练习任务: 请照录下文 kubeadm 部署 k8s 集群一文中，从“-> 系统运维 -> kubeadm”往下直到“集群安装的实验环境，配置较低，生产环境中我们的服务器配置至少都是 8C/16G 的基础配置。”为止的全部文字。

正文部分:
[系统运维] kubeadm 部署 k8s 集群

开发: C++知识库 Java知识库 JavaScript Python PHP知识库人工智能区块链大数据移动开发嵌入式开发工具数据结构与算法开发测试游戏开发网络协议系统运维
教程: HTML教程 CSS教程 JavaScript教程 Go语言教程 JQuery教程 VUE教程 VUE3教程 Bootstrap教程 SQL数据库教程 C语言教程 C++教程 Java教程 Python教程 Python3教程 C#教程
数码: 电脑笔记本显卡显示器固态硬盘硬盘耳机手机 iphone vivo oppo 小米华为单反装机图拉丁

-> 系统运维 -> kubeadm 部署 k8s 集群 -> 正文阅读

[系统运维]kubeadm 部署 k8s 集群

规划

1、服务器配置

OS	配置	用途
CentOS 7.9（172.27.0.13）	2C/4G	k8s-master
CentOS 7.9（172.27.0.10）	2C/4G	k8s-work1
CentOS 7.9（172.27.0.11）	2C/4G	k8s-work2

注：这是演示 k8s 集群安装的实验环境，配置较低，生产环境中我们的服务器配置至少都是 8C/16G 的基础配置。

所给材料:
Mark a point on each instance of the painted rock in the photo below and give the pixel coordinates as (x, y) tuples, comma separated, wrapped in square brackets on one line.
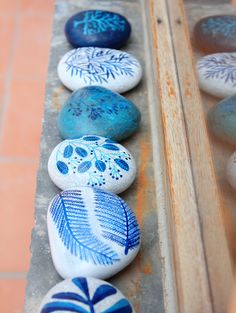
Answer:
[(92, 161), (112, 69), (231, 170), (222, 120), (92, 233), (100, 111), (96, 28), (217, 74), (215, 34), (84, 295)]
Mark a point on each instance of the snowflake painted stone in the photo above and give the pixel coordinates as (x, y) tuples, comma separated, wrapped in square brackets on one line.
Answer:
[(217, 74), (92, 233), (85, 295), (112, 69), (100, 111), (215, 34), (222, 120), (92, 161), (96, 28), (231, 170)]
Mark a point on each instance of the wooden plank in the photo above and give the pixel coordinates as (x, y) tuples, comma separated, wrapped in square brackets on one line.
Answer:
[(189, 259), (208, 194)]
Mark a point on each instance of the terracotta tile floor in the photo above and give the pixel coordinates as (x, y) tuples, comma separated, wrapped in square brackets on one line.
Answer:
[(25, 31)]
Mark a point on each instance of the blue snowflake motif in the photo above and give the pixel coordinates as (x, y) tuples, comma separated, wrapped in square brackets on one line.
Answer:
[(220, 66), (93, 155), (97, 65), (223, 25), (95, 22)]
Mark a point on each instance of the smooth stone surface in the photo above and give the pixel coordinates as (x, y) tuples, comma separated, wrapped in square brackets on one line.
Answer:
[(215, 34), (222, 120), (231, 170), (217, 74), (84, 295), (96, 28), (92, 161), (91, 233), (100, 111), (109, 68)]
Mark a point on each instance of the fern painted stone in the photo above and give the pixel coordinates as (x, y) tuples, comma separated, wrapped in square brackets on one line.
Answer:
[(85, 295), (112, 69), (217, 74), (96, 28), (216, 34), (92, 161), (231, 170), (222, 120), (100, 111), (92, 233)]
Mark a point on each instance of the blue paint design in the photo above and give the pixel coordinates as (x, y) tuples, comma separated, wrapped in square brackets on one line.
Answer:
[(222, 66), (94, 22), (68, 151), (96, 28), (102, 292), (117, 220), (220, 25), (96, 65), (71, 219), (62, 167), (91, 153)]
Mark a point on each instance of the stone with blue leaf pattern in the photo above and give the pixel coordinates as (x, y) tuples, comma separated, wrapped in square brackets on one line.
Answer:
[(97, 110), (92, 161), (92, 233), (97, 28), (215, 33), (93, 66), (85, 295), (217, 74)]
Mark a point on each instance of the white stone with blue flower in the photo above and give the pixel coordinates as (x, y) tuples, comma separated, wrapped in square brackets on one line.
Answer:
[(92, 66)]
...
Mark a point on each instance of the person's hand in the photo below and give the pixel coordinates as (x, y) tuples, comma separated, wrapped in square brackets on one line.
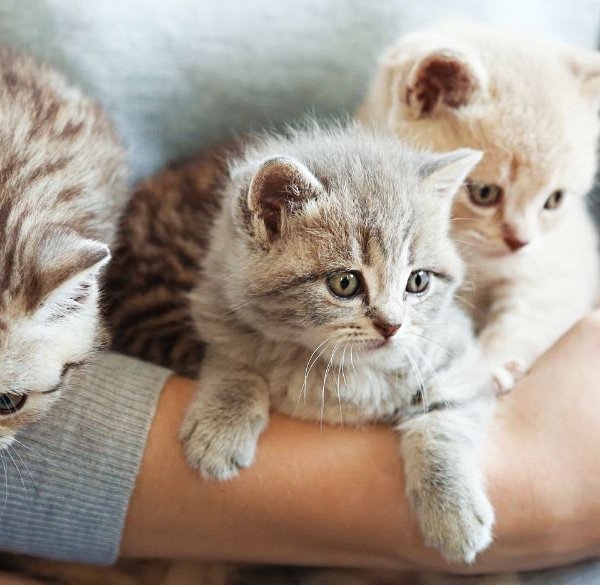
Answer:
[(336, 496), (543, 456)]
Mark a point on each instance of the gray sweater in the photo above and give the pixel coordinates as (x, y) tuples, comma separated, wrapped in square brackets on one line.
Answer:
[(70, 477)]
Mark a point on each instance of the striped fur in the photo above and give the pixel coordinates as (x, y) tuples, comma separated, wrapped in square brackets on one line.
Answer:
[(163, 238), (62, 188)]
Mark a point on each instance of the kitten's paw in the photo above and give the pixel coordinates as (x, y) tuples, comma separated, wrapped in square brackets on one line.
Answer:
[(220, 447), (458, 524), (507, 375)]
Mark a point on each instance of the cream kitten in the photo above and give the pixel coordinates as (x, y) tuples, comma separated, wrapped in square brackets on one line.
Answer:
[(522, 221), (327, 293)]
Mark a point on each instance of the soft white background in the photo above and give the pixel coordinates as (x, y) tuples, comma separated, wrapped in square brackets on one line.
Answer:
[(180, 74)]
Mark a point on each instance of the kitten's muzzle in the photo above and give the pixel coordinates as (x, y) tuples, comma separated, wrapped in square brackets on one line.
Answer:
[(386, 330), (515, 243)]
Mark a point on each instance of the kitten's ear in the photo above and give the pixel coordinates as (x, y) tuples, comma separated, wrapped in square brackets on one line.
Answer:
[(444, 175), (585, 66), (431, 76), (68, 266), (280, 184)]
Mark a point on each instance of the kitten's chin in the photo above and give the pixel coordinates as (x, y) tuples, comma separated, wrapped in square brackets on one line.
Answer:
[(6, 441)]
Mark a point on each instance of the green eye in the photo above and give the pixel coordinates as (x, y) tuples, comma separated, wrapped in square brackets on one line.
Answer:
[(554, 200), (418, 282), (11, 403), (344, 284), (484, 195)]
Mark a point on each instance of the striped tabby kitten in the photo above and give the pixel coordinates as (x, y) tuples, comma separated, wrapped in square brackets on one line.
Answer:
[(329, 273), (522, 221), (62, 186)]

本题输出:
-> 系统运维 -> kubeadm 部署 k8s 集群 -> 正文阅读

[系统运维]kubeadm 部署 k8s 集群

规划

1、服务器配置

OS	配置	用途
CentOS 7.9（172.27.0.13）	2C/4G	k8s-master
CentOS 7.9（172.27.0.10）	2C/4G	k8s-work1
CentOS 7.9（172.27.0.11）	2C/4G	k8s-work2

注：这是演示 k8s 集群安装的实验环境，配置较低，生产环境中我们的服务器配置至少都是 8C/16G 的基础配置。